TASK TO COMPLETE → Format all the entries below as a two-column CSV with the header columns text and answer, one row per entry, holding the entry's text and its answer. Enclose each field in double quotes and replace every line break within a field with a space.

RECORDS TO PROCESS →
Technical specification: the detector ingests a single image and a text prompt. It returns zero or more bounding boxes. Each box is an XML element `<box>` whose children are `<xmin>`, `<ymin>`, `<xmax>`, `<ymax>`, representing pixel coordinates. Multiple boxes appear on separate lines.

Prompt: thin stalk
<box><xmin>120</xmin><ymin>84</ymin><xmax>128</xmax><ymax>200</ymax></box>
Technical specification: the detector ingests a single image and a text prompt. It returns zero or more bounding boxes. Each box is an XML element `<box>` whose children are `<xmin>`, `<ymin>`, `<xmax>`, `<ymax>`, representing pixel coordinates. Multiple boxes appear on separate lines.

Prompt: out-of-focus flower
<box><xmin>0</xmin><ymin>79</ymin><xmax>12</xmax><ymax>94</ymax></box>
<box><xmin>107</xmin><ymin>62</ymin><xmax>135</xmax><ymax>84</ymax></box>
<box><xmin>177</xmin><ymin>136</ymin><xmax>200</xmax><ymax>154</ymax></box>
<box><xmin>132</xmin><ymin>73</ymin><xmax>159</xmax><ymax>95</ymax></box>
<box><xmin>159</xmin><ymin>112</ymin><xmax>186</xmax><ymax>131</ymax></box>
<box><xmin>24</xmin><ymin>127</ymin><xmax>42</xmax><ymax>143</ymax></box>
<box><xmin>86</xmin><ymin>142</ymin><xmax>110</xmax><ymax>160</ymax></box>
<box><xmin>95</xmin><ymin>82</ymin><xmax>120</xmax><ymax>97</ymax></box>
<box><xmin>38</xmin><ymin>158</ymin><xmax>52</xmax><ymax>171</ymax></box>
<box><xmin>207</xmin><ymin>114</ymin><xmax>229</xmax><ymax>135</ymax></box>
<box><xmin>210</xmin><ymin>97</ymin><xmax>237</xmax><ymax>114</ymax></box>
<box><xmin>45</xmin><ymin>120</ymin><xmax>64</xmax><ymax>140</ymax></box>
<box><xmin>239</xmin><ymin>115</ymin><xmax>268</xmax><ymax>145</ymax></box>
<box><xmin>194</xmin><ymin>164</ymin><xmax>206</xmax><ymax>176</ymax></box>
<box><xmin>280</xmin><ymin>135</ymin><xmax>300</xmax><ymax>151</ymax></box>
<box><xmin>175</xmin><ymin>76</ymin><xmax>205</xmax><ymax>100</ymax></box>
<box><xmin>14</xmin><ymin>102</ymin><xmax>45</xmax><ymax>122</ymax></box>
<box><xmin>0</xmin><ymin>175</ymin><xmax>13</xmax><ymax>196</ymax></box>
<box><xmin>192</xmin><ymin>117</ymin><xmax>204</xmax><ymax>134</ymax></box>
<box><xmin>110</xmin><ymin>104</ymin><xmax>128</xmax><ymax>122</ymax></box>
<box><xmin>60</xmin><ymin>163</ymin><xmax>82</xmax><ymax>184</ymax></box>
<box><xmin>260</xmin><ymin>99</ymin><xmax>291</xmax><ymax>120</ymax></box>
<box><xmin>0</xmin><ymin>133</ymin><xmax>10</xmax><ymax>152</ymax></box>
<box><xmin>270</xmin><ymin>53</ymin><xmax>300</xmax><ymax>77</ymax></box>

ANSWER TO THIS EXERCISE →
text,answer
"Technical specification: the detector ingests a single image and a text prompt. It returns zero or more bounding boxes. Each box is an XML element `<box>` whose children are `<xmin>`, `<ymin>`, `<xmax>`, `<ymax>`, representing pixel coordinates. Multiple boxes appear on separate lines. Prompt: thin stalk","<box><xmin>120</xmin><ymin>84</ymin><xmax>128</xmax><ymax>200</ymax></box>"
"Technical specification: the detector ingests a single image and a text prompt. It returns zero or more bounding boxes. Each box is an XML element `<box>` whose children are `<xmin>`, `<ymin>`, `<xmax>`, `<ymax>`, representing pixel coordinates. Multiple boxes appear on separate lines. Prompt: out-of-focus flower","<box><xmin>0</xmin><ymin>79</ymin><xmax>12</xmax><ymax>94</ymax></box> <box><xmin>107</xmin><ymin>62</ymin><xmax>135</xmax><ymax>84</ymax></box> <box><xmin>177</xmin><ymin>136</ymin><xmax>200</xmax><ymax>154</ymax></box> <box><xmin>132</xmin><ymin>73</ymin><xmax>159</xmax><ymax>95</ymax></box> <box><xmin>159</xmin><ymin>112</ymin><xmax>186</xmax><ymax>131</ymax></box> <box><xmin>24</xmin><ymin>127</ymin><xmax>42</xmax><ymax>143</ymax></box> <box><xmin>86</xmin><ymin>142</ymin><xmax>110</xmax><ymax>160</ymax></box> <box><xmin>95</xmin><ymin>82</ymin><xmax>120</xmax><ymax>97</ymax></box> <box><xmin>38</xmin><ymin>158</ymin><xmax>52</xmax><ymax>171</ymax></box> <box><xmin>207</xmin><ymin>114</ymin><xmax>229</xmax><ymax>135</ymax></box> <box><xmin>210</xmin><ymin>97</ymin><xmax>237</xmax><ymax>114</ymax></box> <box><xmin>45</xmin><ymin>120</ymin><xmax>64</xmax><ymax>140</ymax></box> <box><xmin>239</xmin><ymin>115</ymin><xmax>268</xmax><ymax>145</ymax></box> <box><xmin>194</xmin><ymin>164</ymin><xmax>206</xmax><ymax>176</ymax></box> <box><xmin>280</xmin><ymin>135</ymin><xmax>300</xmax><ymax>151</ymax></box> <box><xmin>175</xmin><ymin>76</ymin><xmax>205</xmax><ymax>100</ymax></box> <box><xmin>14</xmin><ymin>102</ymin><xmax>45</xmax><ymax>122</ymax></box> <box><xmin>0</xmin><ymin>175</ymin><xmax>13</xmax><ymax>196</ymax></box> <box><xmin>192</xmin><ymin>117</ymin><xmax>204</xmax><ymax>134</ymax></box> <box><xmin>110</xmin><ymin>104</ymin><xmax>128</xmax><ymax>122</ymax></box> <box><xmin>60</xmin><ymin>163</ymin><xmax>82</xmax><ymax>184</ymax></box> <box><xmin>260</xmin><ymin>99</ymin><xmax>291</xmax><ymax>120</ymax></box> <box><xmin>0</xmin><ymin>133</ymin><xmax>10</xmax><ymax>152</ymax></box> <box><xmin>270</xmin><ymin>53</ymin><xmax>300</xmax><ymax>77</ymax></box>"